*TASK DETAILS*:
Please repeat the data exactly, leaving nothing out.

*DATA SECTION*:
—————
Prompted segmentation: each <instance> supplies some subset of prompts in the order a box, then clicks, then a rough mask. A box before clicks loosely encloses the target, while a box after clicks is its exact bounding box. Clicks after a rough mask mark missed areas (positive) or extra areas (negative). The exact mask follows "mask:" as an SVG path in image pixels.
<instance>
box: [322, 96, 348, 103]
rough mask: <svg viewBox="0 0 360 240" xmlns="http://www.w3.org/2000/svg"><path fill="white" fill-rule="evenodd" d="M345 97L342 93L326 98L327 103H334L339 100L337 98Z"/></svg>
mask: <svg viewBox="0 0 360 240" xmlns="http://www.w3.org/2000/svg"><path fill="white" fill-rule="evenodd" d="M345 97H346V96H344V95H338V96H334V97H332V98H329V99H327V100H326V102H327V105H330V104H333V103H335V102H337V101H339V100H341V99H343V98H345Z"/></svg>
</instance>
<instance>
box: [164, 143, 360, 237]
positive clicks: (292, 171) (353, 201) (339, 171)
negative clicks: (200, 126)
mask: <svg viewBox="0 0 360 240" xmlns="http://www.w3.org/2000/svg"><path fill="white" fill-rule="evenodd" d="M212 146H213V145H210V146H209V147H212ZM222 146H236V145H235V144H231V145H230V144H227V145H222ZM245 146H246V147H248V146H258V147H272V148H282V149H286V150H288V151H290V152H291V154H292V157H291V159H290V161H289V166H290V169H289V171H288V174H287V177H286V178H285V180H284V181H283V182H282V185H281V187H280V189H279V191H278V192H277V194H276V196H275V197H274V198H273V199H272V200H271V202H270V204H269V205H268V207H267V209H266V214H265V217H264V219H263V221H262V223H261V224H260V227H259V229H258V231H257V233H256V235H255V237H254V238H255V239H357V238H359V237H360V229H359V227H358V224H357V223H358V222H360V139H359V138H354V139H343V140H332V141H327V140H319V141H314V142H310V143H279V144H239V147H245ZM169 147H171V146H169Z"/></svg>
—————
*FINAL ANSWER*:
Prompted segmentation: each <instance> supplies some subset of prompts in the order a box, then clicks, then a rough mask. A box before clicks loosely encloses the target, while a box after clicks is its exact bounding box. Clicks after a rough mask mark missed areas (positive) or extra areas (negative). The exact mask follows "mask:" as an SVG path in image pixels.
<instance>
box: [322, 96, 348, 103]
rough mask: <svg viewBox="0 0 360 240" xmlns="http://www.w3.org/2000/svg"><path fill="white" fill-rule="evenodd" d="M345 97L342 93L326 98L327 103H334L339 100L337 98Z"/></svg>
mask: <svg viewBox="0 0 360 240" xmlns="http://www.w3.org/2000/svg"><path fill="white" fill-rule="evenodd" d="M345 97H346V96H344V95H338V96H334V97H332V98H329V99H327V100H326V102H327V105H330V104H333V103H335V102H337V101H339V100H341V99H343V98H345Z"/></svg>
</instance>
<instance>
box: [164, 143, 360, 237]
positive clicks: (292, 171) (353, 201) (339, 171)
negative clicks: (200, 126)
mask: <svg viewBox="0 0 360 240" xmlns="http://www.w3.org/2000/svg"><path fill="white" fill-rule="evenodd" d="M212 146H213V145H210V146H209V147H212ZM222 146H236V145H235V144H231V145H230V144H227V145H222ZM245 146H246V147H248V146H258V147H272V148H282V149H286V150H288V151H290V152H291V154H292V157H291V159H290V161H289V166H290V169H289V171H288V174H287V177H286V178H285V180H284V181H283V182H282V185H281V187H280V189H279V191H278V192H277V194H276V196H275V197H274V198H273V199H272V200H271V202H270V204H269V205H268V207H267V209H266V214H265V217H264V219H263V221H262V223H261V224H260V227H259V229H258V231H257V233H256V235H255V237H254V238H255V239H357V238H359V237H360V229H359V227H358V224H357V223H358V222H360V139H359V138H354V139H343V140H332V141H327V140H319V141H314V142H310V143H279V144H239V147H245ZM169 147H171V146H169Z"/></svg>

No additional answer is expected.